> _Input material_:
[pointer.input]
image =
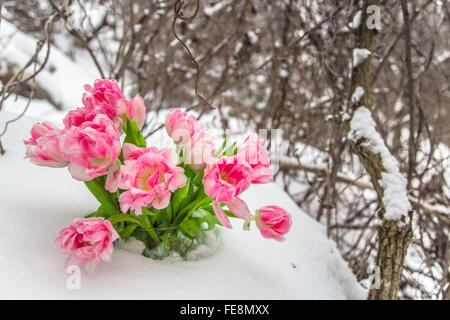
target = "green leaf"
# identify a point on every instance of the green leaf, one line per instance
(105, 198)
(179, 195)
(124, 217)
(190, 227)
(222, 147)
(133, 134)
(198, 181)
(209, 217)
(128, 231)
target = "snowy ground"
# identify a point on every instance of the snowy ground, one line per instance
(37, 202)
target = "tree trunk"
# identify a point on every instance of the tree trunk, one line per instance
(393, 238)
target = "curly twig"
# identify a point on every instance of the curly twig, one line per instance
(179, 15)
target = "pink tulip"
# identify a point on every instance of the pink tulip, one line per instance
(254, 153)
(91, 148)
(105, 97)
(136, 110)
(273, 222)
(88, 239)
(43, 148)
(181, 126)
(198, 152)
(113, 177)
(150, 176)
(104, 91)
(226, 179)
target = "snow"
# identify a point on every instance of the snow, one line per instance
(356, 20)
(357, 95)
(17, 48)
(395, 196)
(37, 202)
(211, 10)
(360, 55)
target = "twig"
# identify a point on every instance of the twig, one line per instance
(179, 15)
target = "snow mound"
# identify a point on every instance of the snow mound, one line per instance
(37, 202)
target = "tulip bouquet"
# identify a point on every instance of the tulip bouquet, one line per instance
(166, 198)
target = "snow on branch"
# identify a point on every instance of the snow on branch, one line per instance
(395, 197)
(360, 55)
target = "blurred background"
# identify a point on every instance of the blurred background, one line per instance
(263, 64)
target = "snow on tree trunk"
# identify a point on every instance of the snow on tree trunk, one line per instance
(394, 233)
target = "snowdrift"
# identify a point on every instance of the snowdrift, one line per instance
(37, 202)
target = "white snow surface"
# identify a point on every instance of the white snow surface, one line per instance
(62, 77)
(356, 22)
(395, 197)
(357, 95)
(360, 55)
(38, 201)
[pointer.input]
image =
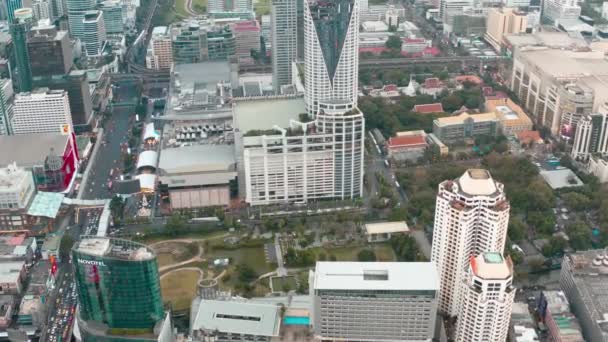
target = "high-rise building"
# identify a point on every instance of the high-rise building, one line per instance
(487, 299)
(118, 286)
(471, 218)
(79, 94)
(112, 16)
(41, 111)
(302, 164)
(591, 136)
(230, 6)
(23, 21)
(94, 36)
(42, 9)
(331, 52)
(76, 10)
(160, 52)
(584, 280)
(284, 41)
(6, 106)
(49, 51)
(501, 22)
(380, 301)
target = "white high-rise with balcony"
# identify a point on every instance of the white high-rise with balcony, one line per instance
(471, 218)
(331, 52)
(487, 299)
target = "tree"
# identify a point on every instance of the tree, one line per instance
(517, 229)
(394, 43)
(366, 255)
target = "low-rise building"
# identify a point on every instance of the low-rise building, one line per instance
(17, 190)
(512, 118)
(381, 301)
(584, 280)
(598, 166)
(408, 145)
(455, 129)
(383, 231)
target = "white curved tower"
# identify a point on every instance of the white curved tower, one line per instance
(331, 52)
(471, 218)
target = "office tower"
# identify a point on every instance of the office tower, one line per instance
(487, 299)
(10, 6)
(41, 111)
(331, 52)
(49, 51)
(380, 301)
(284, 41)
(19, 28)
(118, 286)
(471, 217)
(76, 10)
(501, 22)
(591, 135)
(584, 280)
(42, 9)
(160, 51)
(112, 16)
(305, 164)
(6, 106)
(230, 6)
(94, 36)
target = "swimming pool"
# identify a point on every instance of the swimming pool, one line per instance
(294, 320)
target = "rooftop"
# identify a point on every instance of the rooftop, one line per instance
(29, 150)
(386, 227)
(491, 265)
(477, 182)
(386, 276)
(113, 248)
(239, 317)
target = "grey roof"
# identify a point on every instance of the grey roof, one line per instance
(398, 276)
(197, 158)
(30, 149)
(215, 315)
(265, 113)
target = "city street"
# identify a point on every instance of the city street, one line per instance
--
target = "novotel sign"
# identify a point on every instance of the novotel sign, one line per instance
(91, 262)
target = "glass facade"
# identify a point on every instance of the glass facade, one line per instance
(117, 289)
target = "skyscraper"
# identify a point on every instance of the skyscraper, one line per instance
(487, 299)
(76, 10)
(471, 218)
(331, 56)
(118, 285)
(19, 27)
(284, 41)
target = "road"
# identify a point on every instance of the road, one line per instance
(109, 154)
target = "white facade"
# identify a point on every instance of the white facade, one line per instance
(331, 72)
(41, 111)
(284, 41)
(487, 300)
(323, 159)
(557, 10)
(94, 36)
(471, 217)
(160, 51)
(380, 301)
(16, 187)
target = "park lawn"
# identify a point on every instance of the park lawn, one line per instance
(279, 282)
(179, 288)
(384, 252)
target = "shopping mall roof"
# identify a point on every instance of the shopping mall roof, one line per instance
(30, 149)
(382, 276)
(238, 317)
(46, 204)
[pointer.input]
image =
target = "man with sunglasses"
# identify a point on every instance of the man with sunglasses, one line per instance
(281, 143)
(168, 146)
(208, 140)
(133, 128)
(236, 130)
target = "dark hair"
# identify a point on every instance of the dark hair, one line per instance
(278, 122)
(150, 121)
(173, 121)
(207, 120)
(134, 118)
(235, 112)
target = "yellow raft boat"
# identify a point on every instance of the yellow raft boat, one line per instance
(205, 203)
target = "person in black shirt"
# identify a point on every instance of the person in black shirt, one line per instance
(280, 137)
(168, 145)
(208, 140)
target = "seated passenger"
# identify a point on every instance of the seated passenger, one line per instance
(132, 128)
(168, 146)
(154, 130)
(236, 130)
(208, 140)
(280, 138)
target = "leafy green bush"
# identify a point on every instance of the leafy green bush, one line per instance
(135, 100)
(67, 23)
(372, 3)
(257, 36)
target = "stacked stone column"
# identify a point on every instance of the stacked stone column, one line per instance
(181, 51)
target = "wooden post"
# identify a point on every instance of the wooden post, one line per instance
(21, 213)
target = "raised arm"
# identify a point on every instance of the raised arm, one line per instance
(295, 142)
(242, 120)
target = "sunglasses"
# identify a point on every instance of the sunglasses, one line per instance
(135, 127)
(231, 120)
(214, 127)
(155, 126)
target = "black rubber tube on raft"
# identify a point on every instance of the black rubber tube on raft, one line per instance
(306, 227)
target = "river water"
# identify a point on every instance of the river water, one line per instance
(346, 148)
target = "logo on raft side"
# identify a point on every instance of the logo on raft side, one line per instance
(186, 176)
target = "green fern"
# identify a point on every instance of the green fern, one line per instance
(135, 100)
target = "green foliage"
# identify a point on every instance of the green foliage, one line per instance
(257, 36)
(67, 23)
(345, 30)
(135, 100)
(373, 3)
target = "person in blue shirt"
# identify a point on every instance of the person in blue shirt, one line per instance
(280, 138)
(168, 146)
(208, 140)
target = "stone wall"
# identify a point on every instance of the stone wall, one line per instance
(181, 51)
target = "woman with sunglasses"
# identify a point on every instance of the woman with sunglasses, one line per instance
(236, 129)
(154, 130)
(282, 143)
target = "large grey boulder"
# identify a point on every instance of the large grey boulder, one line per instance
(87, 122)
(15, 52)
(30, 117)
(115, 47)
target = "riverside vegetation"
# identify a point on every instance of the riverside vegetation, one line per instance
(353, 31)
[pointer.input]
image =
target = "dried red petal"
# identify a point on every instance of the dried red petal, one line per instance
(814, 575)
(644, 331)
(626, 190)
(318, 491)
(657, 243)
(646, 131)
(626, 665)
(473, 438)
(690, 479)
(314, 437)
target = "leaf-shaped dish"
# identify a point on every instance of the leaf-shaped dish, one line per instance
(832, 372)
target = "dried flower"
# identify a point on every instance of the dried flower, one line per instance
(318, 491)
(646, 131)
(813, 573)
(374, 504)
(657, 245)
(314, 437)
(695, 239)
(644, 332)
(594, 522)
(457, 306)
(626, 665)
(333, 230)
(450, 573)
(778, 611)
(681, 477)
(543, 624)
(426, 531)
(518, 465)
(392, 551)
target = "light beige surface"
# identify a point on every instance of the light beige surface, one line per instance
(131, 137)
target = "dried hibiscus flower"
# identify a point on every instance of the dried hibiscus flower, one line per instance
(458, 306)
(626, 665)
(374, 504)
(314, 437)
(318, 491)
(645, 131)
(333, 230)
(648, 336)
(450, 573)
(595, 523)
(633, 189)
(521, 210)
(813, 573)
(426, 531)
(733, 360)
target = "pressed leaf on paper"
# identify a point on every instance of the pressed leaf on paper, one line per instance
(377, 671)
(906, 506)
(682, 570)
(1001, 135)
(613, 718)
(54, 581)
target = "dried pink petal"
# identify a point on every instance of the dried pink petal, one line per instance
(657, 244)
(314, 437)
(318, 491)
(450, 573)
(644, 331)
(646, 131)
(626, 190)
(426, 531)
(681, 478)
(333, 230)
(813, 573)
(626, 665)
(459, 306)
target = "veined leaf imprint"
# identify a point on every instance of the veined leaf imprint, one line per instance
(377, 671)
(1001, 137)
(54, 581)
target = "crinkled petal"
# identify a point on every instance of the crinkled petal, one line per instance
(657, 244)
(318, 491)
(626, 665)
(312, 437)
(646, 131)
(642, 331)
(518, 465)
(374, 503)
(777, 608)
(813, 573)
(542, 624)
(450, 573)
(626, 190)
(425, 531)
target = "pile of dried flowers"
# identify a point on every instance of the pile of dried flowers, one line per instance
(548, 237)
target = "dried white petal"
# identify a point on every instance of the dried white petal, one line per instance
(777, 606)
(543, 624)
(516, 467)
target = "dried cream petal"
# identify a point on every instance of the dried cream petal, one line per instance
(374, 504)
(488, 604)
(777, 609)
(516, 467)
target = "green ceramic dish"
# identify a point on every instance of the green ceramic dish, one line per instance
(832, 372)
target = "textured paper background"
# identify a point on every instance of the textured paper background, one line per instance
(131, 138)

> _What is required_: Whenever the word "city" shows up in a line above, copy that line.

> _Your solution_:
target = "city street"
# identify a point on every instance of the city street, one line per instance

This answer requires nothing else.